_Given request 1_
From the extract on nitric oxide from fuel combustion, list the compounds that experiments added in equivalent amounts to a substantially nitrogen-free fuel.

_Selected extract_
───

Experiments have shown that addition of equivalent amounts of
pyridine, piperidine (saturated pyridine), or quinoline, for
example, to a substantially nitrogen-free fuel provides essentially
the same yields of nitric oxide under the same combustion
conditions as with fuels containing the naturally occurring
pyridines or quinolines. Similarly, ammonia and the amines such as
methylene, ethylamine, diethylamine, and aniline, which also may be
found in fuel feeds, form nitric oxide during combustion under
oxidizing conditions. It has been stated also that combustion at
conventional temperatures using diesel fuel with pyridine or
quinoline results in the in the formation of substantially the same
amount of nitric oxide as the burning of an equivalent amount of
commercial propane to which has been added an equivalent amount of
nitrogen in the form of ammonia. Tests have confirmed that the
ordinary combustion of commercial propane containing 0.9 percent
nitrogen by weight as ammonia produces almost (about 92%) as much
nitrogen oxides as is formed in the ordinary combustion products of
diesel fuel containing 0.9 percent nitrogen by weight as pyridine.
Accordingly, the efficacy of the process of the present invention
has been tested and demonstrated using standardized fuel feeds in
which "dirty" fuels are exemplified by adding predetermined amounts
of ammonia to a typical gaseous fuel such as commercial propane and
by adding predetermined amounts of pyridine to a typical liquid
fuel such as number 2 diesel fuel of low nitrogen content.

───

_Input for this task_

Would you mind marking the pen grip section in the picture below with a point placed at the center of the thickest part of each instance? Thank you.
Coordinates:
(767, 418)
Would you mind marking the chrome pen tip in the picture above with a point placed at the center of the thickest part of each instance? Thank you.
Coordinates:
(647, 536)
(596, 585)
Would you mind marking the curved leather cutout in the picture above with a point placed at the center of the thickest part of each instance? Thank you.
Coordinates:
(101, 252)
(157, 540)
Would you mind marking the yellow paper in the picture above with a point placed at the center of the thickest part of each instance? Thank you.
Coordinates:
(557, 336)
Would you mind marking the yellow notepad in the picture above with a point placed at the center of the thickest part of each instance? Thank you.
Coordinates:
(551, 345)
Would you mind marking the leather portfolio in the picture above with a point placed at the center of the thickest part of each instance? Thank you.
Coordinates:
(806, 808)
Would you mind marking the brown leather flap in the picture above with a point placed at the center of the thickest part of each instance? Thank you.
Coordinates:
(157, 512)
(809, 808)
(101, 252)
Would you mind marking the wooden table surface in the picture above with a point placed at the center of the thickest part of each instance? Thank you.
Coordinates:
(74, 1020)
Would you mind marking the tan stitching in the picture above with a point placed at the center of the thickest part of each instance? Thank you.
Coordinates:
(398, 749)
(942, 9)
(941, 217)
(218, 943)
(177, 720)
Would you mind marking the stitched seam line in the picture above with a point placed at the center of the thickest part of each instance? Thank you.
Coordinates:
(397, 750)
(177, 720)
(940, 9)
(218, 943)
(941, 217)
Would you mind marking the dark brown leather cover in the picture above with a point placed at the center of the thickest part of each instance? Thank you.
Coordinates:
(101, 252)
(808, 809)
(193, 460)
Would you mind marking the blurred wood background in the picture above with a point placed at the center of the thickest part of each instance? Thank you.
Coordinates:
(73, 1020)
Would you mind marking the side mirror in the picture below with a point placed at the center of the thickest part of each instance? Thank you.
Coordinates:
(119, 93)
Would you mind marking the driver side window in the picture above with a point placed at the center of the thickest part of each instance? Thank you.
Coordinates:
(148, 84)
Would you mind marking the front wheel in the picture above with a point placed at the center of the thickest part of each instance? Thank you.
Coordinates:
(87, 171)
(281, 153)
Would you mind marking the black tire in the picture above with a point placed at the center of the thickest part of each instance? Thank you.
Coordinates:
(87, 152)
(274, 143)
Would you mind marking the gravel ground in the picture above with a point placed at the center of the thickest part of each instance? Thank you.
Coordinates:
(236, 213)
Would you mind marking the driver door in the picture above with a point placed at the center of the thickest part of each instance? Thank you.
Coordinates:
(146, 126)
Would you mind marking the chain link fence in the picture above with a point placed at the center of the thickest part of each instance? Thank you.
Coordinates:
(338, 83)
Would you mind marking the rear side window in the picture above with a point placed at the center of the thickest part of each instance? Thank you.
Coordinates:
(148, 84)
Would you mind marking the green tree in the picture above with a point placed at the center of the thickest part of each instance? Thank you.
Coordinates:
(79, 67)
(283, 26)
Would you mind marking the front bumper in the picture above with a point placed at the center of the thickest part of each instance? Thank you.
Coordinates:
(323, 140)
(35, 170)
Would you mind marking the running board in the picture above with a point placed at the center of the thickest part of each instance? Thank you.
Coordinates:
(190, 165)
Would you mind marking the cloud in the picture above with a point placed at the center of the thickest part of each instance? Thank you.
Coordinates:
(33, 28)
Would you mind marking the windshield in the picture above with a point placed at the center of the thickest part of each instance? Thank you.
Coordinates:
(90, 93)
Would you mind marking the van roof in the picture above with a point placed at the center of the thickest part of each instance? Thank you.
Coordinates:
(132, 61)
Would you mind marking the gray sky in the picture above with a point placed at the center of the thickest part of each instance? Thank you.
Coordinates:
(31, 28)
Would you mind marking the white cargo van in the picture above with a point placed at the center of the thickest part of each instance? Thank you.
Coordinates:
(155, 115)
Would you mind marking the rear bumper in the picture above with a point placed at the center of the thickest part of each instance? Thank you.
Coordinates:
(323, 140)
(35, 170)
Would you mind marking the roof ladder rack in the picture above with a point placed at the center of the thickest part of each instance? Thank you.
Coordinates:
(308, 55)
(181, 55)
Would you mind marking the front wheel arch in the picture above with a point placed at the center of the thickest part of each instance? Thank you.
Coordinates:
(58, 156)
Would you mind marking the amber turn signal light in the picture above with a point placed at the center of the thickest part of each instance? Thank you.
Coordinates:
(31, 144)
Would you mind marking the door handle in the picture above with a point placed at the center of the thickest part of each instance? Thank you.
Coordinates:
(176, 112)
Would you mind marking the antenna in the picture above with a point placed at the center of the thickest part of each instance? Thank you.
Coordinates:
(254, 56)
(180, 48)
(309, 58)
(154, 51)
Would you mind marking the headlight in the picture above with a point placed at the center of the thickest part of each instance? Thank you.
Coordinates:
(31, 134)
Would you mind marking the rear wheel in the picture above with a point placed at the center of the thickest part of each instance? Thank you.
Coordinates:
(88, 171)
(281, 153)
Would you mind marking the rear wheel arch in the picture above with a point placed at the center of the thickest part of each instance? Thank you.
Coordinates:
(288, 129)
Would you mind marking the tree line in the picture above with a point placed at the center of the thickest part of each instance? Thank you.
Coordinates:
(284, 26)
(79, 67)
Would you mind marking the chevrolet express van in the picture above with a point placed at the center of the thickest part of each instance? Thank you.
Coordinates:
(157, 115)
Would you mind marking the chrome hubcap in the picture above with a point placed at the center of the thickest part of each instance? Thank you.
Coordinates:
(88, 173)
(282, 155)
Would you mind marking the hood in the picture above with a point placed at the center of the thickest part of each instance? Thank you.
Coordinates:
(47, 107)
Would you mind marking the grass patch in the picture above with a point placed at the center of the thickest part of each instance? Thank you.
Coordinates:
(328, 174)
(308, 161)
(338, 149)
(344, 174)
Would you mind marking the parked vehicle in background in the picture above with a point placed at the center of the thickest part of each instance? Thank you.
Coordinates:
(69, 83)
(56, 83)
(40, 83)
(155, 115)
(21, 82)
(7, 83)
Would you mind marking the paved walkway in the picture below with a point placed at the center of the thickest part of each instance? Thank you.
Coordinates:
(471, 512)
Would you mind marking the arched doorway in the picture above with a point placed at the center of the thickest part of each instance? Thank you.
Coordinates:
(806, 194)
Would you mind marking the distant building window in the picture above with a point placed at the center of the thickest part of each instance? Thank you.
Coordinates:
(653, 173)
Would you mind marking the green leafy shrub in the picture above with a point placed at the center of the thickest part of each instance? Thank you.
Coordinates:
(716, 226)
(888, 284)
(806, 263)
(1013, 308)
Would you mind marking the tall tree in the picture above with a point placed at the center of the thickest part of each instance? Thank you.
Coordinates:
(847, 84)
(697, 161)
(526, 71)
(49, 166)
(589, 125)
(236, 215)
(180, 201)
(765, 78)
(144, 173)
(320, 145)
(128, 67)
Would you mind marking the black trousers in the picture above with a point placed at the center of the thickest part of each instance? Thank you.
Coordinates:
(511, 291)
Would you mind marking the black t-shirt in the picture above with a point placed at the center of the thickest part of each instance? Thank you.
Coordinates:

───

_Given request 2_
Copy out the rows from the line containing "Would you mind marking the black trousers" through the end of the rows, changing "black" to "navy" and leaving everything else as it is.

_Exercise answer 1_
pyridine, piperidine (saturated pyridine), quinoline

_Exercise answer 2_
Would you mind marking the navy trousers in the picture above with a point placed at the center of the thickest part of each instance? Thank you.
Coordinates:
(511, 291)
Would you mind marking the navy t-shirt in the picture above with a point placed at the center of the thickest part of each instance? Thank you.
Coordinates:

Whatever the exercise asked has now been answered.